• Passage
Even after all this, the sea squirt isn’t completely without a nervous system.

brainSea vases continue to replace their brains throughout their life cycle (Representational Image: Gemini)

Losing your brain sounds like the end of everything. But for one small marine creature, it’s just part of growing up. Sea squirt, a tiny sac-like sea creature, keeps replacing its brain throughout its life cycle. This marine animal belongs to the genus Ciona and looks like a soft, blob-like tunicate attached to rocks. But its life story is one of the strangest transformations in the animal kingdom.

Sea squirts don’t start life as stationary blobs. One of the most popular brain-replacing species in this genre is Ciona intestinalis, also known as sea vase—a solitary, translucent, filter-feeding sea squirt found in temperate coastal waters. As larvae, they resemble tiny tadpoles (~1-2 mm long), complete with a simple cerebral vesicle (a.k.a. their brain), a dorsal nerve cord, a notochord, and a muscular tail for free-swimming exploration in ocean currents.

This larval stage lasts 1-3 days, powered by phototaxis and rheotaxis to find suitable settlement sites. Studies using electron microscopy show that the larval brain contains ~200 neurons involved in sensory processing.

• Exercises
[1] In the sea squirt passage, what do the larvae use phototaxis and rheotaxis for? Answer in one to three sentences.
[2] According to the sea squirt passage, roughly how many neurons does the larval brain contain?
[3] Extend the sea squirt article, picking up right after its final sentence.

• Data to examine

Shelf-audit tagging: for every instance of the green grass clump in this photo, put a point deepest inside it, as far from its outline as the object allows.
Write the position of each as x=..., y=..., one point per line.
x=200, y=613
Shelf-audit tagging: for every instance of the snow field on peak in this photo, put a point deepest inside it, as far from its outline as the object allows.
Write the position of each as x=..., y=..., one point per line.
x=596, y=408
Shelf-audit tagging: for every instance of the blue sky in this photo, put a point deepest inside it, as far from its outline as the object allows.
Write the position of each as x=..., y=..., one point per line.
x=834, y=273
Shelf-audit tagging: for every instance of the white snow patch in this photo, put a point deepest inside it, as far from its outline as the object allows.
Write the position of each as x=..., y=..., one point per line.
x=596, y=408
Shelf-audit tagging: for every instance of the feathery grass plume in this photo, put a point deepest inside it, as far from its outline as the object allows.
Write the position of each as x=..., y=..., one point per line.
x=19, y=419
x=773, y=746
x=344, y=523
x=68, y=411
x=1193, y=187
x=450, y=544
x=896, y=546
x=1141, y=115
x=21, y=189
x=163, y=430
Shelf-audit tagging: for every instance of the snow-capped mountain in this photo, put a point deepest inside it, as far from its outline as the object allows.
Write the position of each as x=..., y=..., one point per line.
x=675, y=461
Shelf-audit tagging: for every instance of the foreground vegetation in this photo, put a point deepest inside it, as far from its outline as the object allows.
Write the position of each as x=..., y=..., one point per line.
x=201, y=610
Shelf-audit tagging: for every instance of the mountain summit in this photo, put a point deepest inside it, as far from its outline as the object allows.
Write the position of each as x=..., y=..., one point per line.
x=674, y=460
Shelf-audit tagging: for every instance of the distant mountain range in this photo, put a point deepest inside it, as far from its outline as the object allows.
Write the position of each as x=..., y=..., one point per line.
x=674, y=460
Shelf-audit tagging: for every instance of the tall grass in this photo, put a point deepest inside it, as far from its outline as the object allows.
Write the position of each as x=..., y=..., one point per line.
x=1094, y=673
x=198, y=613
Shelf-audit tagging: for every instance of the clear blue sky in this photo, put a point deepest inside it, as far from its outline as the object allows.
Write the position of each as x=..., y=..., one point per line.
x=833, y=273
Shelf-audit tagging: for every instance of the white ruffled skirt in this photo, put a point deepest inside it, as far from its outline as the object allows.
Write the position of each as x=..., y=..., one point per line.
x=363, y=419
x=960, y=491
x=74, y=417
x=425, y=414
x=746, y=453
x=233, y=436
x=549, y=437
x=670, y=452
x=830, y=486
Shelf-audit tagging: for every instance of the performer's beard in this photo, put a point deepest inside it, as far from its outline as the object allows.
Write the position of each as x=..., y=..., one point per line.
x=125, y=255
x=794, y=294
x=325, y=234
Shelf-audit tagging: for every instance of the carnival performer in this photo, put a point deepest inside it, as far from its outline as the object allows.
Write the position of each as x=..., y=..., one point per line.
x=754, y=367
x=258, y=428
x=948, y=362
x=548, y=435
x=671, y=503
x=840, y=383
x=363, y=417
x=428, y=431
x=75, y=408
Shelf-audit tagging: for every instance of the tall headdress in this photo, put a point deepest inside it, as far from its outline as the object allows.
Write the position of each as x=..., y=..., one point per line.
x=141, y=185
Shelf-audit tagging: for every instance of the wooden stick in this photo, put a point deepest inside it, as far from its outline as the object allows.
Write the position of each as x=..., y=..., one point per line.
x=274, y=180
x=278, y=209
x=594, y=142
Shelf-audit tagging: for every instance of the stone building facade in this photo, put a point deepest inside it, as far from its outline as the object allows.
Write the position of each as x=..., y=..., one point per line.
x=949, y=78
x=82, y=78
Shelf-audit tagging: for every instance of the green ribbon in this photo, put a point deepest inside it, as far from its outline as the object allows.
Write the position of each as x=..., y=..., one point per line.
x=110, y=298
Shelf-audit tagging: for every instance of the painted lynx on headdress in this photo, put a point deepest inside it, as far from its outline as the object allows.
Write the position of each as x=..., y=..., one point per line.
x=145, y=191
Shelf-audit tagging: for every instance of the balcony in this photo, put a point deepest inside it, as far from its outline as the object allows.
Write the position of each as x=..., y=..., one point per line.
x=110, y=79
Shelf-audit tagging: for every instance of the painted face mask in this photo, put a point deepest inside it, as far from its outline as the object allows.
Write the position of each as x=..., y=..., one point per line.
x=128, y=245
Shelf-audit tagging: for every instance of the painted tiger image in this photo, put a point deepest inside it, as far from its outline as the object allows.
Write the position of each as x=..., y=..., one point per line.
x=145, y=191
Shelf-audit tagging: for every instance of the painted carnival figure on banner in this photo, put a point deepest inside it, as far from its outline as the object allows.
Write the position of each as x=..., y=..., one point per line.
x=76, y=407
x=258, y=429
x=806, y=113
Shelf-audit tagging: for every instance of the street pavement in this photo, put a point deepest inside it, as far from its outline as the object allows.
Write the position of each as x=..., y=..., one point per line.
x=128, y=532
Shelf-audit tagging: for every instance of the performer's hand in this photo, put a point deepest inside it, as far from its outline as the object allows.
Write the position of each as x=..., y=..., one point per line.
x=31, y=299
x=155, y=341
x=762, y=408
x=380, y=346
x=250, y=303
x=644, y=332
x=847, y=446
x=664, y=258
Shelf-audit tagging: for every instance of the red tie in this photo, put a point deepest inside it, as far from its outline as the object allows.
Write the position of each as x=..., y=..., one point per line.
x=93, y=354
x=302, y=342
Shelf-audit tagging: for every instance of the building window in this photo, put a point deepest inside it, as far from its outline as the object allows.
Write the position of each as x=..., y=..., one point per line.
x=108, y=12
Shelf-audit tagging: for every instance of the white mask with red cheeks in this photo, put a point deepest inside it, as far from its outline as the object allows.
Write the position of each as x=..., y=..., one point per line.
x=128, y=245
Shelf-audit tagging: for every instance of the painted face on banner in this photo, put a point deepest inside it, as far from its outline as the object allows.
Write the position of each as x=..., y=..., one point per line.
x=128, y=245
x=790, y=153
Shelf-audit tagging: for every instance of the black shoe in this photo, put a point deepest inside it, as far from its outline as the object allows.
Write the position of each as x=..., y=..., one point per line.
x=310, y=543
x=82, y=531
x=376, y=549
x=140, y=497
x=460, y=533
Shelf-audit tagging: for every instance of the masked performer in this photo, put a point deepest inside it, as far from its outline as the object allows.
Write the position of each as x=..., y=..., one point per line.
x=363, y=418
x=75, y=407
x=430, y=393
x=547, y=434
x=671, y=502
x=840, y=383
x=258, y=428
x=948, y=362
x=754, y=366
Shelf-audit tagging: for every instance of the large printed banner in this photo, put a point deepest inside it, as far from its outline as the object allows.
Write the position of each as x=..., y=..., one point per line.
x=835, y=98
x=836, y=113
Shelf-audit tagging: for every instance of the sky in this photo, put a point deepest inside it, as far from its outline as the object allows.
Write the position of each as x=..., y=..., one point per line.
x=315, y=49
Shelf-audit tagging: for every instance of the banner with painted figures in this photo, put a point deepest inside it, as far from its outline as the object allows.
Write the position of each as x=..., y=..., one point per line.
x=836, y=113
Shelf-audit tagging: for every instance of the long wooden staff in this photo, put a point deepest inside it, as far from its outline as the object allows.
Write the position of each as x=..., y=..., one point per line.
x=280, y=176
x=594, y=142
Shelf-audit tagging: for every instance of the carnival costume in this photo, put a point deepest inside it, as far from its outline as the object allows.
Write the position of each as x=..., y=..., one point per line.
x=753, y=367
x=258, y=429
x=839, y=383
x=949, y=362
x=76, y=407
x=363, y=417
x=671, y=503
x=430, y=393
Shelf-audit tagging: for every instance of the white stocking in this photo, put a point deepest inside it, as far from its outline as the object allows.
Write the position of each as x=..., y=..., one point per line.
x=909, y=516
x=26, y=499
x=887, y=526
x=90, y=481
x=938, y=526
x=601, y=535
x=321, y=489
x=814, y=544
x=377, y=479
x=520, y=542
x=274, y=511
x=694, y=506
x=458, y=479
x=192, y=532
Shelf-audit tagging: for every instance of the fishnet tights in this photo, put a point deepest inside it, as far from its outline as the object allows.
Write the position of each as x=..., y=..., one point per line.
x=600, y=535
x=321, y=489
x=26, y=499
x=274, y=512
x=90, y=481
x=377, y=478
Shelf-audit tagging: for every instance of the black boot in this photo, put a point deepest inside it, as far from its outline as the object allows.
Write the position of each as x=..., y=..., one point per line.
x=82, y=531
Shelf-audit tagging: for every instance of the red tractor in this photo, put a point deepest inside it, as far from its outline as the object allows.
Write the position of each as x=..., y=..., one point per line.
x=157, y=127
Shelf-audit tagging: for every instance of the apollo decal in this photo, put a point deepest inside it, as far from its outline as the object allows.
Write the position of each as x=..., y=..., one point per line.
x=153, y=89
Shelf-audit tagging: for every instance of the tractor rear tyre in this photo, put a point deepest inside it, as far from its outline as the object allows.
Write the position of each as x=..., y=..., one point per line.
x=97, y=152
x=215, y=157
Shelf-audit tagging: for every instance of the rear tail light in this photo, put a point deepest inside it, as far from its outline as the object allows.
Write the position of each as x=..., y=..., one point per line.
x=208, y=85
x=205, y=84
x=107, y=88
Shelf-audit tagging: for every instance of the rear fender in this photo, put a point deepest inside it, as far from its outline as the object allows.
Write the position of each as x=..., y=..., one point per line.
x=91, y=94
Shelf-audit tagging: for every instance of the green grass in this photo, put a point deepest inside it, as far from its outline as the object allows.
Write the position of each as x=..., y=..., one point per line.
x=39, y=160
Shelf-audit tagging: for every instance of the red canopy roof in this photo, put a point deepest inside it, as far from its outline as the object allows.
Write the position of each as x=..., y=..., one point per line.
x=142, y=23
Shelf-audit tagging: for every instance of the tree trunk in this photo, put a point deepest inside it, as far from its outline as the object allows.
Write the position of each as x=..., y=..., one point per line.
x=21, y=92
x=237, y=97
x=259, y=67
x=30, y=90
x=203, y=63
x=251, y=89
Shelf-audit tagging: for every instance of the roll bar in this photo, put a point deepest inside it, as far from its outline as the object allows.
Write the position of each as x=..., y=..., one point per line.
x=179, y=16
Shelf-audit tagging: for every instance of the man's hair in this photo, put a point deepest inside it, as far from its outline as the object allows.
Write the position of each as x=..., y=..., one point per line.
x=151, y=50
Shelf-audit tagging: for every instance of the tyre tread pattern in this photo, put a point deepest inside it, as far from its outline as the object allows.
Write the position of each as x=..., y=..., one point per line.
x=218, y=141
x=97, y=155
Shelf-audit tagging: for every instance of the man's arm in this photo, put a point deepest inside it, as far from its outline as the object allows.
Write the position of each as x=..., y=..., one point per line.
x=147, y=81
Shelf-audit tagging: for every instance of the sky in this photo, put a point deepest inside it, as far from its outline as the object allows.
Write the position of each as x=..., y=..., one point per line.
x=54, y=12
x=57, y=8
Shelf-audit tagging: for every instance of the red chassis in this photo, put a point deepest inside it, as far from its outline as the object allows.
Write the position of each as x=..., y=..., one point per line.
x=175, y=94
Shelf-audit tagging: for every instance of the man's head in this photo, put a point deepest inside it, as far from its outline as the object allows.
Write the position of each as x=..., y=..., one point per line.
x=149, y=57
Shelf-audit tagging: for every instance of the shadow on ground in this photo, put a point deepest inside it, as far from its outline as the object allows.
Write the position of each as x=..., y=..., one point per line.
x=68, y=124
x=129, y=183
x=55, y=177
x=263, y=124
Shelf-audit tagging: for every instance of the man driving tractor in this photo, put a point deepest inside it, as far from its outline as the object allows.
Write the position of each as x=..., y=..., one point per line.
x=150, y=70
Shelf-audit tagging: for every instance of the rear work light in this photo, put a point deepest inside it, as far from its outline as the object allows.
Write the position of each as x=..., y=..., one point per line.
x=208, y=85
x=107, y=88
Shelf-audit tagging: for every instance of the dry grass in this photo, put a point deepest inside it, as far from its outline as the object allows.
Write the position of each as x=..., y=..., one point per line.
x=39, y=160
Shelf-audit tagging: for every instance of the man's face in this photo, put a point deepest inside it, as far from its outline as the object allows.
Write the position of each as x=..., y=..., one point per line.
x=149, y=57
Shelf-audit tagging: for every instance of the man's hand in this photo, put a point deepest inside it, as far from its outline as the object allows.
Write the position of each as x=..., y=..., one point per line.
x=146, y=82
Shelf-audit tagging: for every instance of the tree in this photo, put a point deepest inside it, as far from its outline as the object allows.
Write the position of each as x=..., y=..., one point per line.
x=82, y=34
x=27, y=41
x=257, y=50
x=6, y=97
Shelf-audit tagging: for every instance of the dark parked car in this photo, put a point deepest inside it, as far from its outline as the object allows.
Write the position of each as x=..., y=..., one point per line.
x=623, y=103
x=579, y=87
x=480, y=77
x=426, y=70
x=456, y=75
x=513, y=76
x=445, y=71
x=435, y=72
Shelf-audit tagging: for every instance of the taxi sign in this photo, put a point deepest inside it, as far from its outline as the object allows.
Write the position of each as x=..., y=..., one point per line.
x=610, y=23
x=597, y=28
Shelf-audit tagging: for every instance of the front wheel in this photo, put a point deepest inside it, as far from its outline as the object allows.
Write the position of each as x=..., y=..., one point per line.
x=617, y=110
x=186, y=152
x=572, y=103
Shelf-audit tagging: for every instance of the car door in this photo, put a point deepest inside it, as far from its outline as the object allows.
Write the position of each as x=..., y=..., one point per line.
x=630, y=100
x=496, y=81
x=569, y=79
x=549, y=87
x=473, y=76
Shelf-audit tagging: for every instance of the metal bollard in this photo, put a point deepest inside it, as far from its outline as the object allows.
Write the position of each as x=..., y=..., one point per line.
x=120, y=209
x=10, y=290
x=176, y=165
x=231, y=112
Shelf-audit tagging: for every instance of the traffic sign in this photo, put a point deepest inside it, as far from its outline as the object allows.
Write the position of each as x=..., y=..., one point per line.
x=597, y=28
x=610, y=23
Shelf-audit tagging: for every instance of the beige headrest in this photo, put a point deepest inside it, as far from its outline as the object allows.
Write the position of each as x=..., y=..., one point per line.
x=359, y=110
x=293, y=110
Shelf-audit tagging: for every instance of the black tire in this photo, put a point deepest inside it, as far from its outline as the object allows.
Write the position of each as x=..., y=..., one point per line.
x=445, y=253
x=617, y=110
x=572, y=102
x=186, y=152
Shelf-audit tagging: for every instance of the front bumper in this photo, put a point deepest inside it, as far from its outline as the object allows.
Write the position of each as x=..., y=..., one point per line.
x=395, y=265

• Exercise responses
[1] During their larval stage of 1-3 days, sea squirt larvae rely on phototaxis and rheotaxis to find suitable sites where they can settle.

[2] About 200 neurons.

[3]
Then, something bizarre happens: upon settling headfirst via adhesive papillae, metamorphosis triggers autophagy—self-digestion of ~80% of the central nervous system, including most of the brain, tail, and notochord tissues within hours.

Why would an animal do that?

As an adult, it becomes a stationary filter feeder, staying fixed in one place and feeding by pulling in water. It uses tiny openings in its body called gill slits to filter out plankton and nutrients. In fact, it can pump over 100 times its own body volume in water every day.

Since it no longer moves or searches for food, it no longer needs a complex brain. And brains are expensive to maintain—they can use up a significant amount of energy. So instead, the sea squirt redirects that energy toward survival and reproduction, producing hundreds of eggs in a single cycle.

At a microscopic level, scientists have found that genes linked to brain development become much less active once the animal settles down. At the same time, the body increases production of enzymes that help break down and absorb the unused brain tissue.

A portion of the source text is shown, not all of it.